I mean the clear distinction between Sanders and Trump in this sense is that Sanders says we'll need a political revolution if we want any of his proposals enacted, whereas Trump is more like "it'll happen because I'll say so." In either case, one is left with a yawning gap, a large question mark, between "promise" and fulfillment.

never have i been a blue calm sea (collardio gelatinous), Tuesday, 8 March 2016 21:23 (eight years ago) link

A Dumb Bro, No?

flopson, Tuesday, 8 March 2016 22:10 (eight years ago) link

what you had should have been yours forever, even if it's something that no longer exists. take it.

Even if it's something that *never* existed, like an America in which the women and the blacks were happy and knew their place.

brotato chip (Ye Mad Puffin), Tuesday, 8 March 2016 22:28 (eight years ago) link

“Sometimes we’ll do it for fun, and they’ll start screaming at me, ‘Do the swear-in! Do the swear-in!’” Trump said on “Today.” “If it’s offensive, if there’s anything wrong with it, I wouldn’t do it.”

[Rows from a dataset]
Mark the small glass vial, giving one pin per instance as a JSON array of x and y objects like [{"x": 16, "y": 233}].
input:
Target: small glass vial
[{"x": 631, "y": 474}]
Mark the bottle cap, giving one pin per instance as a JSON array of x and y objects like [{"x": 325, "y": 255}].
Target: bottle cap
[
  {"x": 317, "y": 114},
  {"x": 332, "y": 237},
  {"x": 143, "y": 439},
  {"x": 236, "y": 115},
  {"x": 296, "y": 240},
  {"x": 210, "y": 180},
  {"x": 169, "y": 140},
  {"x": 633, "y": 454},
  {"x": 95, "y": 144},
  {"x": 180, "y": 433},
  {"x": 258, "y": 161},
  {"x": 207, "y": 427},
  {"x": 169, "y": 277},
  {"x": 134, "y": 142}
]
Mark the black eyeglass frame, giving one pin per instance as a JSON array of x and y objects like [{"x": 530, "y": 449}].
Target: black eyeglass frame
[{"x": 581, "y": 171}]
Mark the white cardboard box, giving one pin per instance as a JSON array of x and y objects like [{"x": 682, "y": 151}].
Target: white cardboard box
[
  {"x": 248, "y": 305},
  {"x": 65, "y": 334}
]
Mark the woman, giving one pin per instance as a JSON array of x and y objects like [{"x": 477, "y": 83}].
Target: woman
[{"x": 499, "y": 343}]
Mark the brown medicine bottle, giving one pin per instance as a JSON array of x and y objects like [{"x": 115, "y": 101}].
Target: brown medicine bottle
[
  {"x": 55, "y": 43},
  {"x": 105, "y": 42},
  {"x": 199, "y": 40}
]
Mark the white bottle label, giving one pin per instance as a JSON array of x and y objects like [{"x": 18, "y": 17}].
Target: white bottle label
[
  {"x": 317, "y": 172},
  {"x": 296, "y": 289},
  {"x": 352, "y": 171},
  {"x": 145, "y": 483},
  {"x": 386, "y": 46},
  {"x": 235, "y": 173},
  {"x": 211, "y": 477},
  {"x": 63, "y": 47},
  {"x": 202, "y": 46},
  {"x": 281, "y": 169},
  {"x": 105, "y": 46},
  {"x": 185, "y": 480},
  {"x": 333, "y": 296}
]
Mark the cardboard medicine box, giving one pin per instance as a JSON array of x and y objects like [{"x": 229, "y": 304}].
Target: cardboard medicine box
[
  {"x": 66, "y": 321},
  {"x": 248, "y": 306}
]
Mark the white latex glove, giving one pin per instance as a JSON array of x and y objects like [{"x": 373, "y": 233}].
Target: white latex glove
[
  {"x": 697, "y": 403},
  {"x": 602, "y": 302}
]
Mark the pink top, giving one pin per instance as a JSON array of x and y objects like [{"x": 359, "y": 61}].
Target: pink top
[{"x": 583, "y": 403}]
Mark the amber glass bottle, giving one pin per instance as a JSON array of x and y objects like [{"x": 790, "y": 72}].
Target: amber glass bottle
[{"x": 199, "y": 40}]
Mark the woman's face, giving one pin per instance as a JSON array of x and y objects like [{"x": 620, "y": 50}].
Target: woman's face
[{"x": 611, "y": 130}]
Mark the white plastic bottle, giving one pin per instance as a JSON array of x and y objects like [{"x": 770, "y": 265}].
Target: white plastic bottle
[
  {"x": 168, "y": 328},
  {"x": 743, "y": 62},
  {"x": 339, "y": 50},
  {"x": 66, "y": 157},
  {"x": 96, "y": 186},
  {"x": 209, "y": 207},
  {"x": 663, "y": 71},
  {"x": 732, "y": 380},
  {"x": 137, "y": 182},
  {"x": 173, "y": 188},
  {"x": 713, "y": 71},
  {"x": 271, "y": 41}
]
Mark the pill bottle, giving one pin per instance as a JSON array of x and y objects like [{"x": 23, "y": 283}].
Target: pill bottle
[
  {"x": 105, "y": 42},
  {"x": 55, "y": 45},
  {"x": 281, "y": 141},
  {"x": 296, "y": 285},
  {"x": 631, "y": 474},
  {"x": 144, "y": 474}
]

▶ [Short exercise A]: Reproduce word for word the part of the Sanders and Trump thread starting at "never have i" and ending at "exists. take it.".
▶ [Short exercise B]: Resume the Sanders and Trump thread, picking up right after its final post.

▶ [Task response A]:
never have i been a blue calm sea (collardio gelatinous), Tuesday, 8 March 2016 21:23 (eight years ago) link

A Dumb Bro, No?

flopson, Tuesday, 8 March 2016 22:10 (eight years ago) link

what you had should have been yours forever, even if it's something that no longer exists. take it.

▶ [Task response B]:
Given the similarities to Hitler’s “Heil” salute, Trump was asked if he would stop doing the pledge.

“Well, I’ll certainly look into it,” Trump replied. “I mean, I’d like to find out that that’s true, but I’ll certainly look into it, because I don’t want to offend anybody. But I can tell you that it’s been amazingly received.”

where does Trump find all the time to look into all these things

Οὖτις, Tuesday, 8 March 2016 23:05 (eight years ago) link

When thinking about how to get Mexico to build the wall.

The burrito of ennui (Alfred, Lord Sotosyn), Tuesday, 8 March 2016 23:05 (eight years ago) link

Wait is he "looking into" the heil salute...? Like he's gonna find out what it was?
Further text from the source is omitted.